# start of Supplied data
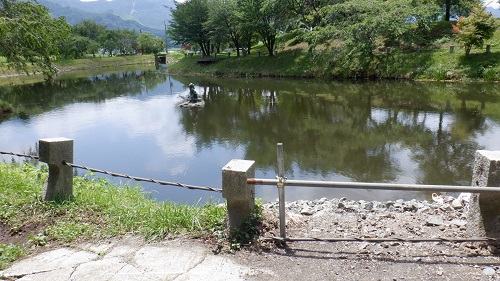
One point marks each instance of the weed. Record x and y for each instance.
(10, 253)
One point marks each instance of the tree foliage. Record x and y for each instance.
(188, 24)
(29, 35)
(474, 29)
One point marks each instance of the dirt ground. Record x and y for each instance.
(357, 260)
(373, 261)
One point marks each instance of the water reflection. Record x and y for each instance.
(375, 132)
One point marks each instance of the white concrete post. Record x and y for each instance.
(240, 196)
(484, 209)
(59, 184)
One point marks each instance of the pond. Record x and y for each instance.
(130, 123)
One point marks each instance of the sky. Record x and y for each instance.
(490, 3)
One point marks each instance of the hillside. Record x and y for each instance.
(111, 20)
(150, 13)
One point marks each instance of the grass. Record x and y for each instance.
(98, 211)
(10, 253)
(434, 62)
(82, 67)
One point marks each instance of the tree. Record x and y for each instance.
(474, 29)
(266, 17)
(110, 41)
(128, 41)
(89, 29)
(28, 34)
(455, 8)
(77, 46)
(362, 26)
(188, 24)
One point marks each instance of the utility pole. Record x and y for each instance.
(166, 37)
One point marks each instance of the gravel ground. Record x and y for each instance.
(443, 217)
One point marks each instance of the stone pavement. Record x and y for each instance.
(129, 258)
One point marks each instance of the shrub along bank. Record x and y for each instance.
(99, 210)
(415, 64)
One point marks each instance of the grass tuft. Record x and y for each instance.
(99, 210)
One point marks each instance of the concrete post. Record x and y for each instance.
(484, 212)
(59, 184)
(240, 196)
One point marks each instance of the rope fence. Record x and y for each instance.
(205, 188)
(380, 240)
(113, 174)
(20, 155)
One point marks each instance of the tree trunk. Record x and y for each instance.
(448, 10)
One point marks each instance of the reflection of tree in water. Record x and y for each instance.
(353, 130)
(41, 97)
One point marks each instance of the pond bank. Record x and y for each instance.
(431, 65)
(445, 217)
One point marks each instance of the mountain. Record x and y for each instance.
(111, 20)
(150, 13)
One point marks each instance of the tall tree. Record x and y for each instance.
(474, 29)
(267, 18)
(224, 23)
(28, 34)
(188, 24)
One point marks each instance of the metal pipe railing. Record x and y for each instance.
(378, 186)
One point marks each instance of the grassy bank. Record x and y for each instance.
(99, 210)
(432, 62)
(87, 66)
(437, 64)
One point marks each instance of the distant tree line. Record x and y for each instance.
(30, 36)
(355, 26)
(88, 37)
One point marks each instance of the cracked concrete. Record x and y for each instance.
(129, 258)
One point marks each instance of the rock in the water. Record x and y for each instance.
(489, 271)
(457, 204)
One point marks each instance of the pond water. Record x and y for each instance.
(130, 122)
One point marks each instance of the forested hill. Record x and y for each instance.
(109, 17)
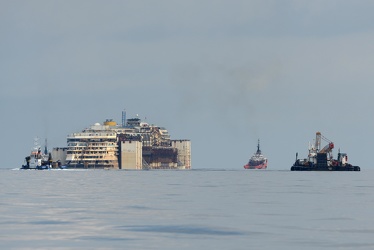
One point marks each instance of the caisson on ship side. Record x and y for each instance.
(322, 159)
(257, 161)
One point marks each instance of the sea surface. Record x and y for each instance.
(193, 209)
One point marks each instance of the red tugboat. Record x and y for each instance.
(257, 161)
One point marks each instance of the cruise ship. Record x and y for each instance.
(132, 145)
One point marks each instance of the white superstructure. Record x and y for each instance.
(137, 145)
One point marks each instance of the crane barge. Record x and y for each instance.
(322, 159)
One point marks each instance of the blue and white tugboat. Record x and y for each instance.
(37, 159)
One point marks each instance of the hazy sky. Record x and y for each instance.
(221, 73)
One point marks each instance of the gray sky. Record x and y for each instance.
(221, 73)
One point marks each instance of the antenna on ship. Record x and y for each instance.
(45, 147)
(124, 118)
(258, 147)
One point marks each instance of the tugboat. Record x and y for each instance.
(37, 159)
(322, 159)
(257, 161)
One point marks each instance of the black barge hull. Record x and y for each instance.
(325, 168)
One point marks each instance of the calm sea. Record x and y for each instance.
(195, 209)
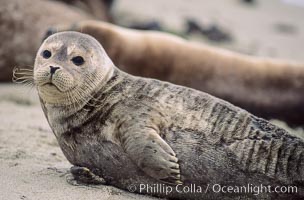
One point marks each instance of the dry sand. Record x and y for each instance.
(31, 163)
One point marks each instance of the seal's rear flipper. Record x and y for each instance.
(82, 175)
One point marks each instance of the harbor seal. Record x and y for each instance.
(154, 137)
(268, 88)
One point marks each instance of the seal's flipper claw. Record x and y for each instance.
(82, 175)
(153, 155)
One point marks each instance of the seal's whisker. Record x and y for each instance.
(23, 76)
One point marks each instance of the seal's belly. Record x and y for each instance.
(109, 159)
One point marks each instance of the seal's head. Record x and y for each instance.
(69, 66)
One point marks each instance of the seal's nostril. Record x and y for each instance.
(53, 69)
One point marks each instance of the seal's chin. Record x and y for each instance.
(51, 86)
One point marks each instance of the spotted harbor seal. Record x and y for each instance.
(268, 88)
(154, 137)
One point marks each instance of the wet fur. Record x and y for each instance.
(267, 88)
(214, 141)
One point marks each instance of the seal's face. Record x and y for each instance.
(69, 66)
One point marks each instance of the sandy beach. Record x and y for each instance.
(31, 163)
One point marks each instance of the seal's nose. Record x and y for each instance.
(53, 69)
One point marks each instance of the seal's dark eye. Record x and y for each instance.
(78, 60)
(46, 54)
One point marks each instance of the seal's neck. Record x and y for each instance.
(63, 117)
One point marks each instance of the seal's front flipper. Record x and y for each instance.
(151, 153)
(82, 175)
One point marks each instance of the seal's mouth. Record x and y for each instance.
(50, 84)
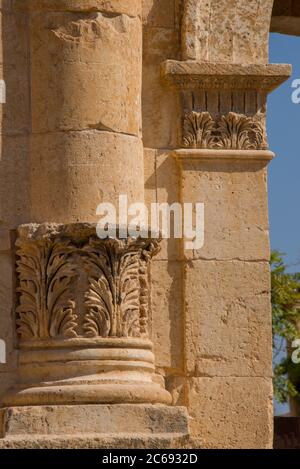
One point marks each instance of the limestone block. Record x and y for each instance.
(76, 171)
(14, 45)
(5, 240)
(7, 380)
(128, 7)
(168, 191)
(150, 176)
(234, 194)
(78, 82)
(14, 114)
(6, 315)
(14, 181)
(232, 413)
(159, 14)
(226, 30)
(160, 105)
(228, 318)
(101, 419)
(167, 323)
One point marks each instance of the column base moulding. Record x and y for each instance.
(95, 426)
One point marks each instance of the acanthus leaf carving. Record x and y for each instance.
(232, 131)
(45, 309)
(118, 298)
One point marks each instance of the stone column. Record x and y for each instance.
(222, 82)
(82, 304)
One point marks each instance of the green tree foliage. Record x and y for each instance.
(286, 315)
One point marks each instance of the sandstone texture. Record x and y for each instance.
(136, 341)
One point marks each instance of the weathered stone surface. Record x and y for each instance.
(93, 419)
(128, 7)
(228, 319)
(186, 74)
(232, 413)
(73, 139)
(93, 166)
(234, 193)
(167, 319)
(226, 31)
(71, 64)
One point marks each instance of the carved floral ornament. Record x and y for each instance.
(233, 131)
(69, 288)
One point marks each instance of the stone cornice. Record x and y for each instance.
(204, 75)
(190, 155)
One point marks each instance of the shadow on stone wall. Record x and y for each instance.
(14, 168)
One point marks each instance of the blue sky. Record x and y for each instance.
(284, 139)
(284, 172)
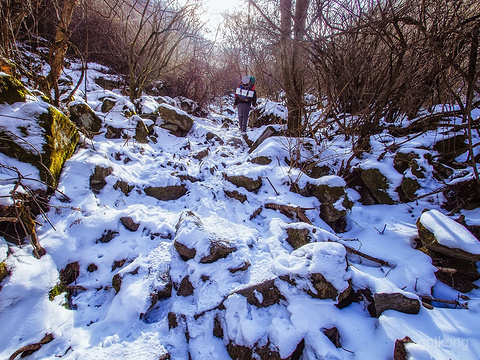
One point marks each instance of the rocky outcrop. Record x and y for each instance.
(379, 185)
(247, 183)
(331, 192)
(84, 117)
(193, 241)
(454, 250)
(12, 90)
(395, 301)
(177, 121)
(57, 141)
(97, 179)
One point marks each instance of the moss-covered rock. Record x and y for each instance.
(261, 160)
(83, 116)
(451, 147)
(4, 272)
(12, 90)
(97, 179)
(378, 184)
(335, 203)
(402, 160)
(58, 139)
(247, 183)
(298, 237)
(409, 188)
(108, 104)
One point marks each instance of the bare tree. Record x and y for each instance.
(153, 31)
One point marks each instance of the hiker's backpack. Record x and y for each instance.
(245, 92)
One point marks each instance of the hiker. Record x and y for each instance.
(245, 97)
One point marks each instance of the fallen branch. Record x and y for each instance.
(289, 210)
(29, 349)
(428, 300)
(351, 250)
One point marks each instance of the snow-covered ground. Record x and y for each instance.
(130, 325)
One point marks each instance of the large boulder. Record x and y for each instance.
(177, 121)
(443, 235)
(45, 138)
(268, 113)
(11, 90)
(382, 187)
(451, 147)
(330, 190)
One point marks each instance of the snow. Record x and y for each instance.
(131, 325)
(449, 233)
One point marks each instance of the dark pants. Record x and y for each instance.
(243, 111)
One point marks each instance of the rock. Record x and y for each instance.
(378, 184)
(261, 160)
(459, 274)
(395, 301)
(175, 120)
(129, 223)
(298, 237)
(123, 186)
(108, 83)
(187, 105)
(192, 239)
(186, 288)
(7, 66)
(242, 267)
(213, 138)
(402, 160)
(201, 155)
(314, 170)
(461, 195)
(113, 132)
(334, 336)
(12, 90)
(319, 269)
(262, 295)
(92, 268)
(59, 138)
(236, 195)
(269, 132)
(4, 272)
(245, 182)
(443, 235)
(450, 148)
(409, 187)
(83, 116)
(400, 351)
(218, 250)
(267, 114)
(331, 192)
(97, 179)
(108, 104)
(107, 236)
(166, 193)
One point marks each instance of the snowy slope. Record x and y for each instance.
(130, 325)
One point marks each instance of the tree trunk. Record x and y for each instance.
(58, 50)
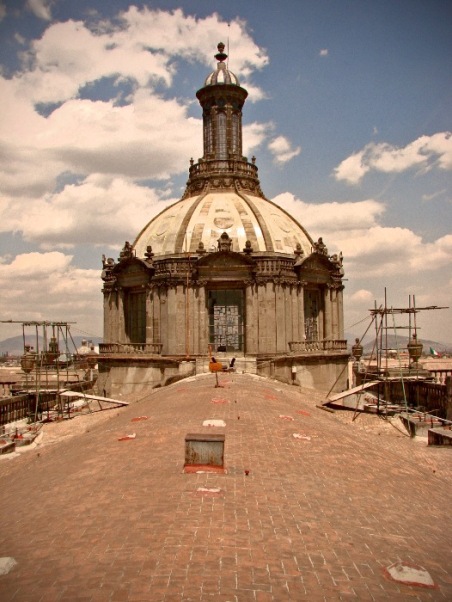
# end of Supplied data
- Exercise objective -
Return each line of the listing above that contains the word "pond". Treat uppercase and lowercase as different.

- Solution -
One point marks each instance of the pond. Record x and y for each instance.
One point marks each instance of the pond bank. Record x and y for each instance.
One point marks each instance of the pond water. Record x and y for each instance.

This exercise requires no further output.